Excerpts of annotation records
----
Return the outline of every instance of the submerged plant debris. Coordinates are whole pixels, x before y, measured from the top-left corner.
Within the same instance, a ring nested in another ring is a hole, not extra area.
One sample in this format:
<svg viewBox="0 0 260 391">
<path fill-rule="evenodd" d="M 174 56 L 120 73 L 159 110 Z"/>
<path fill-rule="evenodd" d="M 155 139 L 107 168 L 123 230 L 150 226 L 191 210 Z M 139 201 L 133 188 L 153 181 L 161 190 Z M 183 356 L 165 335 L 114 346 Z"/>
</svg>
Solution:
----
GIVEN REQUEST. Present the lines above as a numbered list, omitting any blank lines.

ANSWER TO THE TASK.
1. Return the outline of every instance of the submerged plant debris. Coordinates are whole pixels, x before y, measured from the top-left corner.
2. Within the same instance, a ring nested in another ring is a hole, not extra area.
3. One sample in this format:
4. <svg viewBox="0 0 260 391">
5. <path fill-rule="evenodd" d="M 174 56 L 120 73 L 159 110 Z"/>
6. <path fill-rule="evenodd" d="M 155 139 L 107 168 L 123 230 L 150 226 L 191 210 Z M 139 201 L 133 188 L 153 181 L 161 190 Z M 183 356 L 165 335 L 114 346 Z"/>
7. </svg>
8. Solution:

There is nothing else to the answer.